BRIEF - Rewrite the listing starting at its first line and ending at the line that contains "x=642, y=175", with "outstretched" replaced by "extended" and nothing else changed.
---------- RECORDS TO PROCESS ----------
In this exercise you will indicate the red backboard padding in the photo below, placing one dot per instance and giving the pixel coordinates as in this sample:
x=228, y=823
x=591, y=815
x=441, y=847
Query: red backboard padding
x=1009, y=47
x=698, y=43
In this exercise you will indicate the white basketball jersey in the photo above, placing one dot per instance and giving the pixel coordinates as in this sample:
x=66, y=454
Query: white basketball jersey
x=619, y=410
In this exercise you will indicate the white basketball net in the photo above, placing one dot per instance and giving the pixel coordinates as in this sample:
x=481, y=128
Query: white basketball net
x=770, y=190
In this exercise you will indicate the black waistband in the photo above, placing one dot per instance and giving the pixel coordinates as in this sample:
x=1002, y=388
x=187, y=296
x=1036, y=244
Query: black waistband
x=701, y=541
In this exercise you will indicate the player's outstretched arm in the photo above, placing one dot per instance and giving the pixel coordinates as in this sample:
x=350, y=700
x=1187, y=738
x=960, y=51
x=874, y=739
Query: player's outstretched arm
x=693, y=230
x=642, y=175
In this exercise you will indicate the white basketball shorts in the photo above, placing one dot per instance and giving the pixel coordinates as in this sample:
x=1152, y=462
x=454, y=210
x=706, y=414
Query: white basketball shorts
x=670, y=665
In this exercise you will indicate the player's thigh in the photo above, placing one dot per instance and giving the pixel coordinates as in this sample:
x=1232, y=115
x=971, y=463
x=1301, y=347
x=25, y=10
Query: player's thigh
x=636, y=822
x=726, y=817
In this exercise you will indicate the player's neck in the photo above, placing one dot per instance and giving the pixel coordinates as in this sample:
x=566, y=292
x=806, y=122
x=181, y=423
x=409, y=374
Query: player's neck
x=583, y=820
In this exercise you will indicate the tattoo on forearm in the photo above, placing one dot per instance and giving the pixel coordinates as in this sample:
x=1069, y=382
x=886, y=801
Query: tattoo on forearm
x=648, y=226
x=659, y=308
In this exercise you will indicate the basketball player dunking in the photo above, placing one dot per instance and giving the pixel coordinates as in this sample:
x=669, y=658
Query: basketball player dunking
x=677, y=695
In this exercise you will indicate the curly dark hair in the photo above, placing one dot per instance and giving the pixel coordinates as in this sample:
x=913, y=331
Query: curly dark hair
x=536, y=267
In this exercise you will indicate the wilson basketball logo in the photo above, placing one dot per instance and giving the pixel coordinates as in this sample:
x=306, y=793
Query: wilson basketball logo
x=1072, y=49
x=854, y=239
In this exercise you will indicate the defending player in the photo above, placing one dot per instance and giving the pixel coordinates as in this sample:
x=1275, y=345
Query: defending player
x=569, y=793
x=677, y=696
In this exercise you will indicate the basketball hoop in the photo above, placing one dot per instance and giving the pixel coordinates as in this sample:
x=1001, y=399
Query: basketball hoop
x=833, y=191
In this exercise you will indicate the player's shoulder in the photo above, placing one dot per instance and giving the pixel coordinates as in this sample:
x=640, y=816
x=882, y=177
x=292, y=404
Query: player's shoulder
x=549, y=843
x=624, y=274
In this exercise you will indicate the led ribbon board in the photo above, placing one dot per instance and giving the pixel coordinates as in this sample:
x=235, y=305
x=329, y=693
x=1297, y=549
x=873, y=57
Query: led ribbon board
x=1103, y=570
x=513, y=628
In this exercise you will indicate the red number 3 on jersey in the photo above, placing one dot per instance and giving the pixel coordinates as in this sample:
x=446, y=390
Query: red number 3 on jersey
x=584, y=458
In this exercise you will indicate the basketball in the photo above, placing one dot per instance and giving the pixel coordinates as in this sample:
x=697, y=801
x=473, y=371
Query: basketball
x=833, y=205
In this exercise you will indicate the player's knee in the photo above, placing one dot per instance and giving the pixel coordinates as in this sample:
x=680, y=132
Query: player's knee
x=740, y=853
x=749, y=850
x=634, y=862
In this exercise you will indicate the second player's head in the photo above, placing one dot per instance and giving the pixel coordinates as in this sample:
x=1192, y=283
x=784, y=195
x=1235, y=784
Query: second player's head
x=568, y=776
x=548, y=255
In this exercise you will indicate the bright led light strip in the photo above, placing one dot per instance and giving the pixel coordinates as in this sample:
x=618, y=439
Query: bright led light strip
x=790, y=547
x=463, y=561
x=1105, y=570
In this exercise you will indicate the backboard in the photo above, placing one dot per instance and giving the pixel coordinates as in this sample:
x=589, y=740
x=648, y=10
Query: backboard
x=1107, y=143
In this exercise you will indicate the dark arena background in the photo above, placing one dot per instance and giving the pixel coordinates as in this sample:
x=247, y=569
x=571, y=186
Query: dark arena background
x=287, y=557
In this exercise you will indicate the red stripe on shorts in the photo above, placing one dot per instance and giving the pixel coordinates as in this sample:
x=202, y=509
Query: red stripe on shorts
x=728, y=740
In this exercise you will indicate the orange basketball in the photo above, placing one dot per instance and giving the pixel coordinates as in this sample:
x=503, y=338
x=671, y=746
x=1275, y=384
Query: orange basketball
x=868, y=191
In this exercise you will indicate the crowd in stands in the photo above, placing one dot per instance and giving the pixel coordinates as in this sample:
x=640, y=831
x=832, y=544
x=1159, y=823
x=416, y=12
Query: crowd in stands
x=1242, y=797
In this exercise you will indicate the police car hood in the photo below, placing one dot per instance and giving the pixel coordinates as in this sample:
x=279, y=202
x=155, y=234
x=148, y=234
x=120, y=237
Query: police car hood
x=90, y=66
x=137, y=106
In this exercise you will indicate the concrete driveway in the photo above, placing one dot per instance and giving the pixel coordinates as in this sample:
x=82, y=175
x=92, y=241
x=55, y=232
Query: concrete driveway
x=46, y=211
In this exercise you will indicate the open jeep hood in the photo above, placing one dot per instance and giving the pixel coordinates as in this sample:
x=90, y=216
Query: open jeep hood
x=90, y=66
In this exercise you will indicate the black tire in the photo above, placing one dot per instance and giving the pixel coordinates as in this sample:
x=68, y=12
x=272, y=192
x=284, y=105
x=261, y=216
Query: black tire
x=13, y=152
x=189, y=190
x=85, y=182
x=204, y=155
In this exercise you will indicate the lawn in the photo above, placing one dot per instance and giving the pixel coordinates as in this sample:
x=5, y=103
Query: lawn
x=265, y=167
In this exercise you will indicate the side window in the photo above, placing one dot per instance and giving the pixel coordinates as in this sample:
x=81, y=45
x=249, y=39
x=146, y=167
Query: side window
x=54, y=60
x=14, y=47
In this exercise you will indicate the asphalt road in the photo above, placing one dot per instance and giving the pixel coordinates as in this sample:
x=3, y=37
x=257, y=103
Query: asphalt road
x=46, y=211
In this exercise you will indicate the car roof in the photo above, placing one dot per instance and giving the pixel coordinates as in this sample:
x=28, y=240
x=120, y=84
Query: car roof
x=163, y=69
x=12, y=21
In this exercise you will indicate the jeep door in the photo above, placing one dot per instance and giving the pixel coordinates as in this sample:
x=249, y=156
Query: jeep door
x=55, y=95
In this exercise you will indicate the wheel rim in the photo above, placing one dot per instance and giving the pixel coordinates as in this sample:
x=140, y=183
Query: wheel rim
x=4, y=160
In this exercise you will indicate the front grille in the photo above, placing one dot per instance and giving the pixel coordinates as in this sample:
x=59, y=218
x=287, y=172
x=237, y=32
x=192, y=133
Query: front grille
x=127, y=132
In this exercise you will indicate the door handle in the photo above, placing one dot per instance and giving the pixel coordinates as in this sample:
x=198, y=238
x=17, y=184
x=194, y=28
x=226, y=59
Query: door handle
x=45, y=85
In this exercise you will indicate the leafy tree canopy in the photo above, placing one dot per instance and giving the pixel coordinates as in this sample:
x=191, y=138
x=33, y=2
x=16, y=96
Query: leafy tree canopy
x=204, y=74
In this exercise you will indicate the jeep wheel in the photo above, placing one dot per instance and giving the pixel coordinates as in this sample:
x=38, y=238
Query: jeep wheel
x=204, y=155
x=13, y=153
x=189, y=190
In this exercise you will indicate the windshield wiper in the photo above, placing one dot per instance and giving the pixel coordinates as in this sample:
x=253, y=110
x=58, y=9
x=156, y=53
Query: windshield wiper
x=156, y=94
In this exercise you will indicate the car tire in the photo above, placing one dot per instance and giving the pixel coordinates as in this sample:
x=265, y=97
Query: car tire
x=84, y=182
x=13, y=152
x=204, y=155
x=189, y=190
----------
TASK RESULT -
In this exercise you will indicate the red backboard padding in the photo below, placing one dot per instance and giving the pixel coordinates as in this sample:
x=228, y=823
x=591, y=815
x=441, y=847
Query: red backboard padding
x=1009, y=47
x=698, y=43
In this exercise you will indicate the white basketball jersey in the photo above, placing one dot per instance and giving the pixel coordinates as in this sample:
x=66, y=454
Query: white basketball jersey
x=619, y=410
In this exercise you will indicate the white basketball net in the photo above, placing one dot per instance and giving the pixel coordinates as in this sample:
x=481, y=128
Query: white basketball net
x=770, y=190
In this exercise you will indicate the black waistband in the photo above, placing one dot per instance and giving the pixel coordinates as in this sample:
x=1002, y=388
x=187, y=296
x=1036, y=244
Query: black waistband
x=701, y=541
In this exercise you will indicate the player's extended arm in the photo above, placing one dot per instance and giving the pixel coordinates as in this sample:
x=350, y=700
x=1187, y=738
x=960, y=51
x=874, y=739
Query: player's extended arm
x=693, y=230
x=642, y=175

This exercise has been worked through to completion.